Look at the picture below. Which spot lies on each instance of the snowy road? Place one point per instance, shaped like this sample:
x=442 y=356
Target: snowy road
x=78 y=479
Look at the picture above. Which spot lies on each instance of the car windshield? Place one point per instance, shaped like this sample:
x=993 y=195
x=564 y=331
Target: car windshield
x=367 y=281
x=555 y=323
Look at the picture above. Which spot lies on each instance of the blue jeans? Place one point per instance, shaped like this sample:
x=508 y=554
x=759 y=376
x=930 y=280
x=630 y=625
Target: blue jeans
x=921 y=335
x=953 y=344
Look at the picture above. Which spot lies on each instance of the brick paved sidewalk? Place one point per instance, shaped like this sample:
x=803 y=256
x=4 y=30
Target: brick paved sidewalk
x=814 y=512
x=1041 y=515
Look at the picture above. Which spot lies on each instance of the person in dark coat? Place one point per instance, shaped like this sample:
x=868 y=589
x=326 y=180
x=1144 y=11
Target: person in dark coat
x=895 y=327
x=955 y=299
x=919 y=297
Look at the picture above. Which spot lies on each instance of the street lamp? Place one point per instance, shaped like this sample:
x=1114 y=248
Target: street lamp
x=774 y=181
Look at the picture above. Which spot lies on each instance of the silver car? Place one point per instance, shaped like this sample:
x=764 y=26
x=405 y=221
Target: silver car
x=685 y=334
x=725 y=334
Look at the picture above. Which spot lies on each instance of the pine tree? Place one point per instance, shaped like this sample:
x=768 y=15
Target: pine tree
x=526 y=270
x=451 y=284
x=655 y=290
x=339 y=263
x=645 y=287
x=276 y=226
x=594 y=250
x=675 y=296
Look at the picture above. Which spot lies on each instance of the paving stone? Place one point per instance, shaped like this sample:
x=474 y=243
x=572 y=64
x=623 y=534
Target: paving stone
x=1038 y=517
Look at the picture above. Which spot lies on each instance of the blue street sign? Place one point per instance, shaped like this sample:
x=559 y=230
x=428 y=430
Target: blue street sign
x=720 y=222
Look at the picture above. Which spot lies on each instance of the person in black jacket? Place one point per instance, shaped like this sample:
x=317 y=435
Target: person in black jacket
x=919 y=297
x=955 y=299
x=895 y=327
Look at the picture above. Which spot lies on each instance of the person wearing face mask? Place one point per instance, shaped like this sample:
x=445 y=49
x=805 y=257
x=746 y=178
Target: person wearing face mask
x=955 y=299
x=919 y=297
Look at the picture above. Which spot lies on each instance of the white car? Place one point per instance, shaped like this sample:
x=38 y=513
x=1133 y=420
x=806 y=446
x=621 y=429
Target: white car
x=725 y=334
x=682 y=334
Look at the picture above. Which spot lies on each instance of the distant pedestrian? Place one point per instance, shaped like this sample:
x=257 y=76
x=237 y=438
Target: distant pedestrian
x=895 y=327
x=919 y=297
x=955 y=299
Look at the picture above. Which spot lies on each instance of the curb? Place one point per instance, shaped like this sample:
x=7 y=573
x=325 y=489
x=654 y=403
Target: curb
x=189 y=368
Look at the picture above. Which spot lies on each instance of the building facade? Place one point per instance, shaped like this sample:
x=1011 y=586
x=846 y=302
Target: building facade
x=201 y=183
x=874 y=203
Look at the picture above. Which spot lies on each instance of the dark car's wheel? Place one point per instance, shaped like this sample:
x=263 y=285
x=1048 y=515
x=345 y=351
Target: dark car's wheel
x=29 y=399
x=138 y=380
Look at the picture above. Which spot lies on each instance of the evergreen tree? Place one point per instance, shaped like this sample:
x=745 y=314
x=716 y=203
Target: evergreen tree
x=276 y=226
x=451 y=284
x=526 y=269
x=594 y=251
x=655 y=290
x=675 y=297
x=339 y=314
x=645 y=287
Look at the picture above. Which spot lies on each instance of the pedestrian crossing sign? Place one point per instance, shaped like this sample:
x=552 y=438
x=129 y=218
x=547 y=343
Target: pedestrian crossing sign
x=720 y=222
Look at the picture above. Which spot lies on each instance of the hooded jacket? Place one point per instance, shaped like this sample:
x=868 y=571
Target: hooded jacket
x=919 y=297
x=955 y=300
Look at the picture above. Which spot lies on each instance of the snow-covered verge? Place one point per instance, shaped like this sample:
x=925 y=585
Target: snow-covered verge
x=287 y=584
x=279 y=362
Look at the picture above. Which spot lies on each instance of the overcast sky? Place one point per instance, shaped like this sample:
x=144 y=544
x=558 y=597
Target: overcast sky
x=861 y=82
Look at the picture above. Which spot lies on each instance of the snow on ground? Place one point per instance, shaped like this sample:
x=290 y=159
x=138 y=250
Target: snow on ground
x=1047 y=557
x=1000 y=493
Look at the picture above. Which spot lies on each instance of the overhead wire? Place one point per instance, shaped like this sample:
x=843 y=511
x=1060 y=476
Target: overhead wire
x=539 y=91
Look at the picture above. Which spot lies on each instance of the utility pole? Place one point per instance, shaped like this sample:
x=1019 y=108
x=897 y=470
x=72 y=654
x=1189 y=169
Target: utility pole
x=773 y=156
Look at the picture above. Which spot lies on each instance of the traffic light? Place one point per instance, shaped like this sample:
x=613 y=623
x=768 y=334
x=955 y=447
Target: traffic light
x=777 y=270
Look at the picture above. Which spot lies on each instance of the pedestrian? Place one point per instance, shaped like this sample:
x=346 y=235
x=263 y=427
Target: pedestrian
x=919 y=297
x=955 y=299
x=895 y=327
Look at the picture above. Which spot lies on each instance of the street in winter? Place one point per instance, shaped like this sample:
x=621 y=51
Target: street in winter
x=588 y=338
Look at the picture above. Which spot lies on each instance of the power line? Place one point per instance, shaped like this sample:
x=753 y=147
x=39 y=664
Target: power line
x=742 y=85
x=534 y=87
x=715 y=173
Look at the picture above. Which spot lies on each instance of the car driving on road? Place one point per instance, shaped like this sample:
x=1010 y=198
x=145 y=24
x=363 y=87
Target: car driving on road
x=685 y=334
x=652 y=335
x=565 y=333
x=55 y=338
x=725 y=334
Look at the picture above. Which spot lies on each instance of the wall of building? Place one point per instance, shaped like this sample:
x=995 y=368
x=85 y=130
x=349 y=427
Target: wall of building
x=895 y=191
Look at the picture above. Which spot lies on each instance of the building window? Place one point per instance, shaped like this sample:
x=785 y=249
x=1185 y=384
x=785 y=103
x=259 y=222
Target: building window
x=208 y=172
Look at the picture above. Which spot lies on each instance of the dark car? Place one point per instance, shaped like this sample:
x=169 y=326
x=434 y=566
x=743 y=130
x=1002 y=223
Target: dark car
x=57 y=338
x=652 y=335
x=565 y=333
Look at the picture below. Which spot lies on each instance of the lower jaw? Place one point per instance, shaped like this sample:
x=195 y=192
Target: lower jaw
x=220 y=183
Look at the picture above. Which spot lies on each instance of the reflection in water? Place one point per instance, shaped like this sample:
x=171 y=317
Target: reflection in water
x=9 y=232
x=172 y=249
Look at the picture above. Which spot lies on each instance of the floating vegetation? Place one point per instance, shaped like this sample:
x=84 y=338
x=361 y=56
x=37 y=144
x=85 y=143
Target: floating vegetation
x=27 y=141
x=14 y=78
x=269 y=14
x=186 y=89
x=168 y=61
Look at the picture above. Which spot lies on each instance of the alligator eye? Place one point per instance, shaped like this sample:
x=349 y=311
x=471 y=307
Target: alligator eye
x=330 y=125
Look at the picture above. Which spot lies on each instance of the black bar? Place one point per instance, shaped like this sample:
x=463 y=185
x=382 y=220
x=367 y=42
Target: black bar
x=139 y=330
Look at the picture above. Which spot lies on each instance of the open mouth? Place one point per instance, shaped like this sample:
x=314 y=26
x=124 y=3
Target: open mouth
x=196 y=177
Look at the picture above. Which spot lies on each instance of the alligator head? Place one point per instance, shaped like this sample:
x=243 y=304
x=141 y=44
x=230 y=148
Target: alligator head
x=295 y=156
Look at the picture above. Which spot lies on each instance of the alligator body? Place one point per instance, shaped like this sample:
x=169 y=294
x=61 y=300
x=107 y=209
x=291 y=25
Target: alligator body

-----

-- Exercise --
Restate word for word the lines above, beginning with the one that contains "the building window?" and ending with the last line.

-- Answer for this exercise --
Look at the picture above. Which spot lies on each instance of the building window? Place one point per instance, shaped like this sample:
x=785 y=249
x=1185 y=384
x=785 y=103
x=259 y=222
Target: building window
x=208 y=172
Look at the picture above. Which spot lies on each instance of the dark car? Place one point per instance, shaped like this sample:
x=169 y=326
x=434 y=566
x=743 y=130
x=1002 y=223
Target: dark car
x=57 y=338
x=652 y=335
x=565 y=333
Look at the picture below. Which spot lies on each instance of the lower jaw? Place one point per instance, shaped like this sample:
x=195 y=192
Target: lower jaw
x=220 y=183
Look at the picture above. Which spot lies on each instance of the reflection in water? Place one point per instance, shaped like this sample:
x=171 y=317
Target: reflection in water
x=9 y=232
x=172 y=249
Look at the picture above. Which spot lies on each instance of the floating vegetation? Place one point per instance, shaped like this sample:
x=84 y=338
x=361 y=56
x=37 y=144
x=85 y=143
Target: floating vegetation
x=27 y=141
x=14 y=78
x=269 y=14
x=186 y=89
x=168 y=61
Look at the picture above. Which spot lies on each instance of the alligator eye? Place one point per instance, shaped like this sample:
x=349 y=311
x=471 y=307
Target: alligator eye
x=330 y=125
Look at the picture above. Which spot lies on each instance of the black bar? Place one point per instance, shaped like this sample:
x=463 y=185
x=382 y=220
x=367 y=42
Target: black bar
x=139 y=330
Look at the picture above. Which spot lies on each instance of the open mouth? Place one point per instance, shaped like this sample:
x=314 y=26
x=124 y=3
Target: open mouth
x=196 y=177
Look at the picture above. Which spot lies on each instance of the alligator head? Place one point per instance, shaped like this sample:
x=243 y=304
x=141 y=44
x=230 y=148
Target: alligator head
x=295 y=156
Look at the picture above. Which spot lies on each instance of the alligator body? Place one point per instance, shaped like this sample:
x=169 y=294
x=61 y=300
x=107 y=209
x=291 y=25
Target: alligator body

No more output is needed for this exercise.